_GIVEN RECORDS_:
_ _ _ _ _ _ _

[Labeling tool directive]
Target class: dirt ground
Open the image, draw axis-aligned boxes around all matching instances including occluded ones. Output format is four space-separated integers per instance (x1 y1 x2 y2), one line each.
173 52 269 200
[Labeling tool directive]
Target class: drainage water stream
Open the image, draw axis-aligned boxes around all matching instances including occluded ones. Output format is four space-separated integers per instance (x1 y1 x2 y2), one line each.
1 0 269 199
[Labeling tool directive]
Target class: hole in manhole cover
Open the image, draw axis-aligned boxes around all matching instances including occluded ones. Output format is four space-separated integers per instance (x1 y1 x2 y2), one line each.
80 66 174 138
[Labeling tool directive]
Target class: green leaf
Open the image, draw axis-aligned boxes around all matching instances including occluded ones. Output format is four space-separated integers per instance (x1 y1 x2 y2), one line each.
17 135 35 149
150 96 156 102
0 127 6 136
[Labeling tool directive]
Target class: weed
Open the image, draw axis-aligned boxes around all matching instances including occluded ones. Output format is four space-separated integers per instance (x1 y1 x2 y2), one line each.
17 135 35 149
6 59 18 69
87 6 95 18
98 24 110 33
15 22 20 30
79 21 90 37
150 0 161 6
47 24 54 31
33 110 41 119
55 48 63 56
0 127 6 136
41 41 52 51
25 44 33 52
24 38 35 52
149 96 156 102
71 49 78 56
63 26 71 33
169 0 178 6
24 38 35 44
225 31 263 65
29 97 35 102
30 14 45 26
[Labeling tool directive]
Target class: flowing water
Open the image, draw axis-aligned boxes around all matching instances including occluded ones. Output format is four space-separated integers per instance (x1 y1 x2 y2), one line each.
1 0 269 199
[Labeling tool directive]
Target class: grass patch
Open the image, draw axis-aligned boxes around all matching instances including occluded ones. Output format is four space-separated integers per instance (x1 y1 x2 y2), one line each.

_ _ _ _ _ _ _

_OBJECTIVE_:
Format all the lines above as a two-column Markdown table. Put a running number under Row and the line itself under Line, skipping any blank lines.

_TASK RESULT_:
| Row | Line |
|---|---|
| 1 | [Labeling tool directive] |
| 2 | Target class: dirt ground |
| 3 | Open the image, draw axis-aligned boxes around all matching instances including occluded ones. Output format is four space-separated integers per instance (x1 y1 x2 y2), one line each. |
| 4 | 173 52 269 200 |
| 5 | [Labeling tool directive] |
| 6 | Target class: drainage water stream |
| 7 | Open the image, draw axis-aligned boxes around all matching instances including occluded ones. Output format is four space-separated integers per instance (x1 y1 x2 y2), one line each. |
| 8 | 1 0 269 199 |
| 9 | [Labeling tool directive] |
| 10 | Target class: hole in manhole cover |
| 11 | Open the image, draw axis-aligned boxes around all matching instances including occluded ones. Output format is four space-separated integers per instance (x1 y1 x2 y2), one line each. |
| 12 | 80 66 174 138 |
| 13 | [Labeling tool directive] |
| 14 | Target class: green leaf |
| 15 | Open the image, draw axis-aligned boxes around all matching instances including occluded ones. Output format is four space-separated integers per instance (x1 y1 x2 y2), one line each. |
| 16 | 17 135 35 149 |
| 17 | 150 96 156 102 |
| 18 | 0 127 6 136 |
| 19 | [Labeling tool directive] |
| 20 | Target class: weed |
| 21 | Open the image, draw axis-aligned boxes around all matching instances including occluded ones. Output format is four space-separated integers per instance (x1 y1 x2 y2), one line each. |
| 22 | 17 135 35 149 |
| 23 | 6 59 18 69 |
| 24 | 87 6 95 18 |
| 25 | 98 24 110 33 |
| 26 | 15 22 20 30 |
| 27 | 79 21 90 37 |
| 28 | 150 0 161 6 |
| 29 | 47 24 54 31 |
| 30 | 33 110 41 119 |
| 31 | 55 48 63 56 |
| 32 | 0 127 6 136 |
| 33 | 41 41 52 51 |
| 34 | 25 44 33 52 |
| 35 | 24 38 35 52 |
| 36 | 149 96 156 102 |
| 37 | 71 49 78 56 |
| 38 | 63 26 71 33 |
| 39 | 169 0 178 6 |
| 40 | 24 38 35 44 |
| 41 | 225 31 263 65 |
| 42 | 29 97 35 102 |
| 43 | 30 14 45 26 |
| 44 | [Labeling tool directive] |
| 45 | Target class: flowing water |
| 46 | Open the image, draw axis-aligned boxes around all matching instances including occluded ones. Output format is four space-separated integers per instance (x1 y1 x2 y2), one line each. |
| 47 | 1 0 269 199 |
| 48 | [Labeling tool directive] |
| 49 | Target class: grass patch |
| 50 | Open the image, draw axis-aligned boxes around all matching instances including occluded ones. Output format is four space-separated integers per instance (x1 y1 x2 y2), one line each. |